TEXT PROVIDED —

════════════════════

Before
I got into photography and attended ArtCenter. I studied Art at the University
of California at Santa Barbara. There I was introduced to Barnett Newman,
Gerhard Richter, Chinese Landscape painting, Graffiti, and Dirty “Street”
Graphics.
Outside the world of painting, Inspiration and major influences for this
work can be attributed to photographers Gregory Crewdson, Robert and Sarah
Parke-Harrison, Joel-Peter Witkin, Keith Carter, William Mortensen, Michael
Kenna, and James Fee.
I like all of the above for various reasons. Crewdson for his storytelling
ability. The Parke-Harrison’s for their epic sense of scale and
imagination. Michael Kenna for his mastery of composition. The quiet and
haunting sense of mood in Fee and Witkin. Which a lot of the distressing
and visual decay I employ can be attributed to. Even though I don’t
always enjoy their subject matter, they always make you question your
way of seeing.

════════════════════

DATA EXCERPTS —
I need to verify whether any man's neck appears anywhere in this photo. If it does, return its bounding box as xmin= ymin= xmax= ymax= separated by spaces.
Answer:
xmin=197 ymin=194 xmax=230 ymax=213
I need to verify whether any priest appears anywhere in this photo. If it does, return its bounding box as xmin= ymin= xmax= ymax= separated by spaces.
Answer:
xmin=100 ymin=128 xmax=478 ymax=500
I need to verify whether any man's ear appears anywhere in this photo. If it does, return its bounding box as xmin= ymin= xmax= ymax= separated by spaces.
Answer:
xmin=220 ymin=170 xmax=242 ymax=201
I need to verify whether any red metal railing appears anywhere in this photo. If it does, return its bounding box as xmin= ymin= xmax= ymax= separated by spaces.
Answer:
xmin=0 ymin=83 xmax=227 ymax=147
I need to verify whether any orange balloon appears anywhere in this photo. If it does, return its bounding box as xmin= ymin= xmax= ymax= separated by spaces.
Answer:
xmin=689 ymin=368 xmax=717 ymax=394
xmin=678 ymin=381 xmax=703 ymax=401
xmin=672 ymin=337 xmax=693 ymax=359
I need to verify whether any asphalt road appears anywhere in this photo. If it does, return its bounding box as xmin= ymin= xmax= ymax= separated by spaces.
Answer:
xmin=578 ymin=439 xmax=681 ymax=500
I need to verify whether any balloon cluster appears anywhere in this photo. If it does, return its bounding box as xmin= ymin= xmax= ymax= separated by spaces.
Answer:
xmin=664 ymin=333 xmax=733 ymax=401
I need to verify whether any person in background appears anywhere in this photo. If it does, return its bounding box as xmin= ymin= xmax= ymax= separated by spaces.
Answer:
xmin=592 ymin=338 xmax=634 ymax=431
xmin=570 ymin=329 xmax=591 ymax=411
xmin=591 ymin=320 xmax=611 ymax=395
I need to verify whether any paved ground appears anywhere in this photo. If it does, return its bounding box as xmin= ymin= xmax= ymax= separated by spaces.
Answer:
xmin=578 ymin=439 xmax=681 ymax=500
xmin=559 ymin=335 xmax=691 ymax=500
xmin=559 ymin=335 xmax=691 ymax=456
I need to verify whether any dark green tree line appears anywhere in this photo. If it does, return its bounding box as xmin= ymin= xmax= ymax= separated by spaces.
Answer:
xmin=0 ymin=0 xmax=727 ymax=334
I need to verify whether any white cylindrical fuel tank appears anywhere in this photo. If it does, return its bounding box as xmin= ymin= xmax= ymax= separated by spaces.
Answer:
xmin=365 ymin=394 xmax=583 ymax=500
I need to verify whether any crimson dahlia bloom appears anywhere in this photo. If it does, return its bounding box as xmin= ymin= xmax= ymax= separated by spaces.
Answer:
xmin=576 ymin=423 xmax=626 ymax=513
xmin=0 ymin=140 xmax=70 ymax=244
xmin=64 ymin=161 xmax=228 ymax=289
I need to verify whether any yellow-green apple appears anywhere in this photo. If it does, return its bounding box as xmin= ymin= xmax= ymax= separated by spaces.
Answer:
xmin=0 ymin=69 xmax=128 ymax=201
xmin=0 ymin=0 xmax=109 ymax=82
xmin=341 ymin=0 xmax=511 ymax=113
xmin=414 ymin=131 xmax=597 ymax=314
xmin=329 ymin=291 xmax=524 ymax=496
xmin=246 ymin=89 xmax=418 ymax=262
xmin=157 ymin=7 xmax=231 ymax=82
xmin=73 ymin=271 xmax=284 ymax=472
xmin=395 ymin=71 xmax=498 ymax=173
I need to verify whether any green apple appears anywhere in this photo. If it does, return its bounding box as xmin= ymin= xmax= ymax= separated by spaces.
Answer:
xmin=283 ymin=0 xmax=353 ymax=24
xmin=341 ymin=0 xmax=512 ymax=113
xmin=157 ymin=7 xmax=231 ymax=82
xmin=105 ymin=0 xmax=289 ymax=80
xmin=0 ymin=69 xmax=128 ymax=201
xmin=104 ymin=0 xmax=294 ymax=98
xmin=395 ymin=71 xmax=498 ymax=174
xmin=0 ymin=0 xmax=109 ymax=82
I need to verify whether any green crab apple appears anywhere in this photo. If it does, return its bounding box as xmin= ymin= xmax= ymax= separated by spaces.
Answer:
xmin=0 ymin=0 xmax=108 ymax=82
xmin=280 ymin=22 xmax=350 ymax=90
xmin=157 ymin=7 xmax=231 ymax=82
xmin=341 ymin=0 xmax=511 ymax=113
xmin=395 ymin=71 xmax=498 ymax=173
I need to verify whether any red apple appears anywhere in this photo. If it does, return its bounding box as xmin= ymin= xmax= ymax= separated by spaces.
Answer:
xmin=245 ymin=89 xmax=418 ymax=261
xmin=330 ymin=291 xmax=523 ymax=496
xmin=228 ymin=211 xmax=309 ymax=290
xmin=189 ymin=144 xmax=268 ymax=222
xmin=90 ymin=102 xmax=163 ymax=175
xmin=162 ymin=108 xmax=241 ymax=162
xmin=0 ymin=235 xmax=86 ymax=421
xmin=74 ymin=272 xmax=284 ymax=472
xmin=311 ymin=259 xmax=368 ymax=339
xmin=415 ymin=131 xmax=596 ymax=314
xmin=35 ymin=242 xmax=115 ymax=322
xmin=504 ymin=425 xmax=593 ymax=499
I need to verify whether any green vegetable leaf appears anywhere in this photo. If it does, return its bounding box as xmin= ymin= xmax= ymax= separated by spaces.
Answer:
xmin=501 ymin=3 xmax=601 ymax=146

════════════════════

THE TASKS —
1/ According to the passage on artistic influences, which university did the writer attend to study art before getting into photography?
2/ Pick up the passage on artistic influences after its final sentence and carry it forward.

OUTPUTS IN ORDER —
1/ The University of California at Santa Barbara.

2/
I have always been interested in the subjectivity of seeing. Like looking
at inkblots or watching clouds. Visually I try to construct my images
in a metaphorical and abstract way so that the viewers imagination if
free to explore and derive there own thoughts and conclusions independent
from my own. Which is why up until this point the protagonists of my images
have been plant life. I like to use flora because for the most part it
has no singular inherent meaning. And what meaning a particular species
may have is typically not universal to all cultures or regions.
The versatility of plant life as subject is crucial. It allows me to play
upon the basic themes that I construct each image around. Every time I
pick up the camera I’m thinking about; life, death, hope, and conflict.
Hope is the possibility for something else, not necessarily something
better and yet not necessarily something worse. Whether one is better
than the other depends on one’s perception. It’s the uncertainty
of the situation that gives the image tension and creates conflict. A
lot of the time Ill try to accentuate this by my use of competing elements
within the composition and/or contrasting colors.
It’s very important that all of the elements of the image are real.
The colors, scratches, and props all exist on set. I like the idea of
taking the real and arranging it in such a way that reality is visually
distorted, but not structurally. Because in truth my images are real places
that did exist at one time, though they looked nothing like what you see
now.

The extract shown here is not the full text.